**Texte fourni:**
* * * * *
Qu'il s'agisse du film ou du roman, quelques obscurités persistent. On retrouve par exemple dans le roman une absence totale d'enfant. On ignore précisément quand s'est déroulé ce fameux conflit nucléaire. Les êtres-humains présents seraient-ils la toute dernière génération ? Dick offre volontairement dans son histoire une longévité de quatre années pour ses androïdes. Les deux espèces semblent en voie de disparition. À moins que les andros passent leur temps à concevoir d'autres robots, on imagine mal un avenir réel pour toute espèce mouvante. Cela étant dit, la planète Mars est décrite comme le nouveau tremplin de l'humanité mais rien ne nous dit que les êtres humains y sont nombreux et qu'ils auraient emmené d'ultimes exemplaires d'animaux. Une autre incohérence est cette absence d'animaux malgré les maux terrestres passés. L'auteur oublie un peu de mentionner la résistance potentielle qu'on évoque généralement pour certaines espèces d'insectes comme les fourmis mais surtout les scorpions.
* * * * *
**Objectif de l'exercice:** Poursuivez, s'il vous plaît, le texte ci-dessus sur les zones d'ombre du roman de Dick et du film, à partir de sa dernière phrase.

**Enregistrements fournis:**
* * * * *
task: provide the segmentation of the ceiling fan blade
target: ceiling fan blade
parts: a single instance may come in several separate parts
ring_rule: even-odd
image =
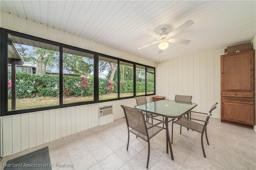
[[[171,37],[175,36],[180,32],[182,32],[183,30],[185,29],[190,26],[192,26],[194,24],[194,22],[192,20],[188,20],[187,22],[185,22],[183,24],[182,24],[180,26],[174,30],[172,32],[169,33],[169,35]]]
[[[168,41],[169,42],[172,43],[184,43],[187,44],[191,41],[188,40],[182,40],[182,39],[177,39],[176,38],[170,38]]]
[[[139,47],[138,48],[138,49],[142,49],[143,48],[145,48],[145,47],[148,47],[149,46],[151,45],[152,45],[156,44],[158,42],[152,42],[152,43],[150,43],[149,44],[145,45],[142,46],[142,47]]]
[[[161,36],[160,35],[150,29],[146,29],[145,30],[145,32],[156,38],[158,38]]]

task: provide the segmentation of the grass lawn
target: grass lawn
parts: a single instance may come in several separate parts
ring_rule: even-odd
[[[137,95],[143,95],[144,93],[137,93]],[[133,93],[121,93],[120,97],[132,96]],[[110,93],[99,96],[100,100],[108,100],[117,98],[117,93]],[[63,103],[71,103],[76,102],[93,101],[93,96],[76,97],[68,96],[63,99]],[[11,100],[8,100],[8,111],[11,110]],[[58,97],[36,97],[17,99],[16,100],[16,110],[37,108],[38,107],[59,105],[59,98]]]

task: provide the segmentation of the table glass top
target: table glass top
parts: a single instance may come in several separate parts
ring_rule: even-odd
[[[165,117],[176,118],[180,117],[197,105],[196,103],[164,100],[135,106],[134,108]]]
* * * * *
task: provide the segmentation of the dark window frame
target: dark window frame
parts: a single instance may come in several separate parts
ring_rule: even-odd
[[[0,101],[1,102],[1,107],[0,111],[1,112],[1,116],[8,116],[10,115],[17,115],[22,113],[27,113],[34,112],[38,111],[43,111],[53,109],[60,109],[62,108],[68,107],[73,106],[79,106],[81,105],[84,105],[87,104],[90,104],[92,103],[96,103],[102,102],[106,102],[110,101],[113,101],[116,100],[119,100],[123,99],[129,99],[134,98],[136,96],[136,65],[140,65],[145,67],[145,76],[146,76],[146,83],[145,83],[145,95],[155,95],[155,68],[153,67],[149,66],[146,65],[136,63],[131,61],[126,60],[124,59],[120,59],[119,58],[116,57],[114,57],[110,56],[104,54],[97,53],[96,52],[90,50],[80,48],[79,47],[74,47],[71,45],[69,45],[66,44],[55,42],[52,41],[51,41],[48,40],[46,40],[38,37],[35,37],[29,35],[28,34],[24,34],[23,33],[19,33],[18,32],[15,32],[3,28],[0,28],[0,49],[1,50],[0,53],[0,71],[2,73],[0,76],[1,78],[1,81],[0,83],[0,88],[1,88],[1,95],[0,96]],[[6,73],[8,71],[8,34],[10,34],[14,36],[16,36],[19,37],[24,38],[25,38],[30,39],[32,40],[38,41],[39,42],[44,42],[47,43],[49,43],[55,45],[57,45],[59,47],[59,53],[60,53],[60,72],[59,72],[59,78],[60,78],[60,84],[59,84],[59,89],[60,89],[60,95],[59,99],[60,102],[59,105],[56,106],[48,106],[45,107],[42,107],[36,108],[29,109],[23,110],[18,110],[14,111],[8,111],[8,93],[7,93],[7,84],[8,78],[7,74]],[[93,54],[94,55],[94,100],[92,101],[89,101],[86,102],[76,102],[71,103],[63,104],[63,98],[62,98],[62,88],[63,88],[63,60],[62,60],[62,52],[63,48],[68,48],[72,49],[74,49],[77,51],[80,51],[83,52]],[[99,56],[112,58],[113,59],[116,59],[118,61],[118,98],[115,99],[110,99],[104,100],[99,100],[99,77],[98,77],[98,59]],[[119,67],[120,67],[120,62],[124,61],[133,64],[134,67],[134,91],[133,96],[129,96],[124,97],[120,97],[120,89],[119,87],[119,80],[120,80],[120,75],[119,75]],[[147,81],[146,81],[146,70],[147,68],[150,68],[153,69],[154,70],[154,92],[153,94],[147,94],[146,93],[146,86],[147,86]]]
* * * * *
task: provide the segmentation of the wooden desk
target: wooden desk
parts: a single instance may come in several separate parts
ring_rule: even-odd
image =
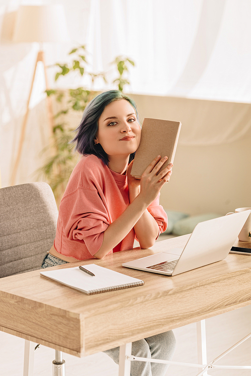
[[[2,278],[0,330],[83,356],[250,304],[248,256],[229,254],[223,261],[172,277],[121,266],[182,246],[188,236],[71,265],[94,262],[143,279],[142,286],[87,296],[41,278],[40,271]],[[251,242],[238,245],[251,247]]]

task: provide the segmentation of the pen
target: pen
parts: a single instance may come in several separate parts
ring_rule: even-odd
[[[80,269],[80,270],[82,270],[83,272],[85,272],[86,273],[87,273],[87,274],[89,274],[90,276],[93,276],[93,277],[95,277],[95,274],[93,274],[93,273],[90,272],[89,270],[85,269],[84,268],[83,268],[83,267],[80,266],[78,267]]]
* * * * *
**Réponse rédigée:**
L'attribution du roman chez les lecteurs généralistes français a du se faire en plusieurs étapes, ce qui n'a pas aidé à le faire connaître à sa juste valeur. Ce qui caractérise le format papier est cette thématique de la confusion. Le lecteur est entrainé dans un flou volontaire. L'histoire se base sur l'élément qui différencie les hommes des machines, c'est-à-dire l'empathie. Mais justement, les personnes et surtout le héros lui-même, semble dénué de ce sentiment car il ne semble ressentir aucune faiblesse à tuer les androïdes, pourtant si « humain ». Le roman apporte un sentiment de solitude à la fois salutaire et représentatif de ce qui nous attend, à notre sens, dans notre futur véritable.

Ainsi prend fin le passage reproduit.